- DVD cover
- Directed by: Prem
- Written by: Prem
- Produced by: Indira Prem
- Starring: Prem Anushree Pooja Bharathi Raghuvaran Rajeev Anandaraj
- Cinematography: Om Prakash
- Music by: Sabesh–Murali
- Production company: Lotus Film Company
- Release date: 1 February 2008;
- Running time: 132 minutes
- Country: India
- Language: Tamil

= Ashoka (2008 film) =

Ashoka is a 2008 Indian Tamil-language action thriller film written and directed by NRI, Prem, who also stars in the lead role with Anushree, Pooja Bharathi, Raghuvaran, Rajeev and Anandaraj in supporting roles. The film revolves around the life of a protector, who guards the Prime Minister of India. The film was produced by Prem's wife Indira under Lotus Film Company.

==Plot==
Prem Menon plays a Black Cat commando chief Ashoka looking after the security of the Prime Minister of the country. The film begins with Ashoka barely managing to save the life of the PM at the Coimbatore airport from a terrorist ambush.

(Saved entries)
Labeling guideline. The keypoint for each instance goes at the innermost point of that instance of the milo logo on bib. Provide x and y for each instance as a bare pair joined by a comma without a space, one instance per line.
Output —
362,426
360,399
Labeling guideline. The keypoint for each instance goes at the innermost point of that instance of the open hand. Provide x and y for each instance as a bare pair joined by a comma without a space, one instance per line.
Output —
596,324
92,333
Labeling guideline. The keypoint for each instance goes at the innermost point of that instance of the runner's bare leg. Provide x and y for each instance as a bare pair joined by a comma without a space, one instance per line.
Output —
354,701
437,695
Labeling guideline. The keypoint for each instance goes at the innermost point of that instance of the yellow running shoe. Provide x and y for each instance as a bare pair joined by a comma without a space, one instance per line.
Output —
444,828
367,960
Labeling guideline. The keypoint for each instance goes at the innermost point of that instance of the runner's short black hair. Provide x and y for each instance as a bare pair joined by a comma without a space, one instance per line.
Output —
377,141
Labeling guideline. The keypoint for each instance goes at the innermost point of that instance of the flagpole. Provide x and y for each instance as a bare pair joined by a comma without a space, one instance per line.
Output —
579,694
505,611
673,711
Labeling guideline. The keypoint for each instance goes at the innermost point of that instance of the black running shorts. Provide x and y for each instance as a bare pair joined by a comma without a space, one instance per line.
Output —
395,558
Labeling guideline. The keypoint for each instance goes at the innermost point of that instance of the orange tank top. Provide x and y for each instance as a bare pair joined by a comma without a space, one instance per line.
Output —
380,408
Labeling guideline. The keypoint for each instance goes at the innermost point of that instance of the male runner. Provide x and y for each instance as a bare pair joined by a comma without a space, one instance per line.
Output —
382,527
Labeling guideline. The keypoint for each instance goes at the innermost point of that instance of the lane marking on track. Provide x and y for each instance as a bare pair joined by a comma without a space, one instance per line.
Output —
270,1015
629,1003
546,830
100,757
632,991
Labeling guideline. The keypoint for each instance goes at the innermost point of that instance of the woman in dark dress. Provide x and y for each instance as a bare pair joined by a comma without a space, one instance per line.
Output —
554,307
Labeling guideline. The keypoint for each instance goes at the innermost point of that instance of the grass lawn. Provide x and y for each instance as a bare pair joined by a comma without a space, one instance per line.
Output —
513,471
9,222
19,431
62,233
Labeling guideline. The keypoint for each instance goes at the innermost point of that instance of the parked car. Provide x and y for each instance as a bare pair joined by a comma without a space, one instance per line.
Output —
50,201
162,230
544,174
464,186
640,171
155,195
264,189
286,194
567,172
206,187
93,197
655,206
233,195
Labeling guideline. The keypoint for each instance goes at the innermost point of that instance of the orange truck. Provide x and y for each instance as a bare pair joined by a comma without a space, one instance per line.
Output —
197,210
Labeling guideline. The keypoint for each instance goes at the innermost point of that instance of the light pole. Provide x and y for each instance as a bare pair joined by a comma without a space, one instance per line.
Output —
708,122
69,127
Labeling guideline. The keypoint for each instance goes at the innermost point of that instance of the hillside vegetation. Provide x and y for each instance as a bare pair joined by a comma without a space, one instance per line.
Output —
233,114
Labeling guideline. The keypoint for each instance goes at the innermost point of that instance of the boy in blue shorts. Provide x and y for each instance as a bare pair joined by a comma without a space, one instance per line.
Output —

TASKS AND EXERCISES:
A: According to the article on the film Ashoka, which production company made the film?
B: Extend the article on the film Ashoka, starting after its final sentence.

ANSWERS BY TASK:
A: Lotus Film Company

B:
Ashoka saves the PM, as the doctor later says, "The PM has survived, as he has his heart on the right side which is a rare phenomenon!" The rest of the film is about how Ashoka foils more terrorist attempts on the PM's life as he is recovering at the hospital.

==Cast==
- Prem as Ashoka
- Anushree
- Pooja Bharathi
- Raghuvaran as Huzoor
- Rajeev as Doctor
- Anandaraj as Chandramohan
- Uma Padmanabhan
- Livingston
- Naveen

==Production==
The film began production in June 2004, and was made over four years. The film featured no songs or a separate comedy track, and won media recognition for being a rare Tamil film during the period to have neither of those elements.
==Reception==
Sify wrote, "Unfortunately Ashoka is not a great experience and drags." Kanika of Kalki praised Raghuvaran's acting and cinematography but panned the music and antagonists providing unintentional humour but felt the screenplay was dull and that story, lacking substance, hangs in limbo. She concluded saying Prem could have shown the importance given to the hero in the direction as well.